Day Two: Batiste v. Ethicon
Aaron Horton has spend her second day in the Dallas Courtroom where Linda Batiste is attempting to hold Ethicon, a division of Johnson & Johnson, accountable for her mesh-related injuries. In 2011 she was implanted with the incontinence mesh TVT-O and today she continues to suffer the complications.
Horton, whose mother is mesh-injured (see background story here), reports she found much of the testimony painful, but she stayed there and even had her picture taken with Ms. Batiste (see end of story). Here are her observations from the Dallas courtroom.
Linda Batiste v. Ethicon
We start Day 2 around 9:30 with Peggy Pence on the stand again – testifying that senior executives and global medical directors within Ethicon knew of the TVT-O’s increased danger as compared to the product line’s former iterations (like the company’s TVT).
The plaintiffs’ attorneys have done a good job providing a “preponderance of evidence” that Ethicon did not act in a “reasonable and prudent” manner with regards to its safety warnings and Instructions for Use (IFU) how-to manual for doctors, which is the primary way doctors inform patients of risks of using the product.
Remember on Sesame Street in the 70s when they would have the letter of the day?
Well, today’s letter of the day would be “O.”
The first “O” of the day is: OBJECTION, OBJECTION, OBJECTION
Defense counsel Mr. Notewhere Objects so many times, citing “no foundation” or “outside the scope of the expert witnesses” expertise or “leading the witness” that he finally asks the judge and court reporter to take note of his ongoing Objection so that he can just sit down instead of continuing to stand up to object. He also repeatedly states his team’s Objection on the “grounds of repetition,” citing to the judge that the information presented by plaintiff’s attorneys had already been covered well enough.

● ● ●

* [Work to be completed]: Duplicate, word for word, the portion of the Day Two trial report that begins with the words containing "Horton, whose mother" and ends with "using the product.". Nothing in the material that follows is required for this exercise.

* [Stored dataset items]:
● ● ●

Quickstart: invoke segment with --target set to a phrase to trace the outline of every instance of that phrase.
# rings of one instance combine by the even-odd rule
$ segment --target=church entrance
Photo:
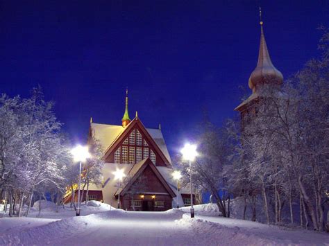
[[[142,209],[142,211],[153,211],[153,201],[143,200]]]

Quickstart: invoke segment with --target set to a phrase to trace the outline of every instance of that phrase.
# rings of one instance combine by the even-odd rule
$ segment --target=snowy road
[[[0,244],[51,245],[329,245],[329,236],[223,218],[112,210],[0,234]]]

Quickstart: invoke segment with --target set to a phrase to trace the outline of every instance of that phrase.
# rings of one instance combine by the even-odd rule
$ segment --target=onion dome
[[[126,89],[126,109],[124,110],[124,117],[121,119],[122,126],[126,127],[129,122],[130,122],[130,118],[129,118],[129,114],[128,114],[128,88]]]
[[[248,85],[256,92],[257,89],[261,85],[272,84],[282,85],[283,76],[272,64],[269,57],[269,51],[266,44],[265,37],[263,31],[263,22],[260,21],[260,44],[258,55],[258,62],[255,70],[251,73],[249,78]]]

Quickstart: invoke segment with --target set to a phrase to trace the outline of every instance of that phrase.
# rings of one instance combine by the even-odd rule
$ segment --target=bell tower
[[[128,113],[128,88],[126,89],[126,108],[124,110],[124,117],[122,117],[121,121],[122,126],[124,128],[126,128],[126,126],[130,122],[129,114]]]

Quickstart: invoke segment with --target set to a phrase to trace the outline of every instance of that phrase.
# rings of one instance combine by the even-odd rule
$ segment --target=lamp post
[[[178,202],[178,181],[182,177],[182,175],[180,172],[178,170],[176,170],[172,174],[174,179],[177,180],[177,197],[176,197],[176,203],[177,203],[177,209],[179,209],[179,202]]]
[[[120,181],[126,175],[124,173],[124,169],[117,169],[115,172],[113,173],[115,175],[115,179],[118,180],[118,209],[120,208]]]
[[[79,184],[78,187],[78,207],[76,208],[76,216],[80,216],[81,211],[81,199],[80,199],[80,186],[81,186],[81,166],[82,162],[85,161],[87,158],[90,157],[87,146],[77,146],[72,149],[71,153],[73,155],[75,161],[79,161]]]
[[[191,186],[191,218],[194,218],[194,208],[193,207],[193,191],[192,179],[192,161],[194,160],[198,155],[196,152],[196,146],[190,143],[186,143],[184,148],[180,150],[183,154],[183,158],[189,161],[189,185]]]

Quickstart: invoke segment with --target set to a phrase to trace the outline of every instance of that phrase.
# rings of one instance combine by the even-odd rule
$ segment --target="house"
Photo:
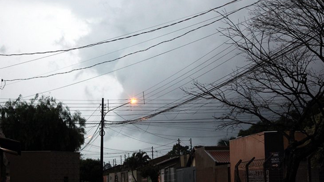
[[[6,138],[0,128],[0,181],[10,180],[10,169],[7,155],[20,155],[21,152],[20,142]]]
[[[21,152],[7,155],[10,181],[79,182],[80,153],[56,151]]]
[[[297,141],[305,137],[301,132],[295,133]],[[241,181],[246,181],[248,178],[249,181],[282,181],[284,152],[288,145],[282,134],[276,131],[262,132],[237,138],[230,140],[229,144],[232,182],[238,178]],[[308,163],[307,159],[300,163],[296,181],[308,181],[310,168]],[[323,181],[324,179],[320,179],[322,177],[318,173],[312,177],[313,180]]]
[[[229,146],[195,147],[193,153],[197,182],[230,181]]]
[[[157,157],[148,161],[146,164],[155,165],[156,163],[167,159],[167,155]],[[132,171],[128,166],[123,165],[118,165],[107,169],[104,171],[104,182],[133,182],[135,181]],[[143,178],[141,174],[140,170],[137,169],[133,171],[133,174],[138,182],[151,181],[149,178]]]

● ● ●

* [Written answer]:
Horton, whose mother is mesh-injured (see background story here), reports she found much of the testimony painful, but she stayed there and even had her picture taken with Ms. Batiste (see end of story). Here are her observations from the Dallas courtroom.
Linda Batiste v. Ethicon
We start Day 2 around 9:30 with Peggy Pence on the stand again – testifying that senior executives and global medical directors within Ethicon knew of the TVT-O’s increased danger as compared to the product line’s former iterations (like the company’s TVT).
The plaintiffs’ attorneys have done a good job providing a “preponderance of evidence” that Ethicon did not act in a “reasonable and prudent” manner with regards to its safety warnings and Instructions for Use (IFU) how-to manual for doctors, which is the primary way doctors inform patients of risks of using the product.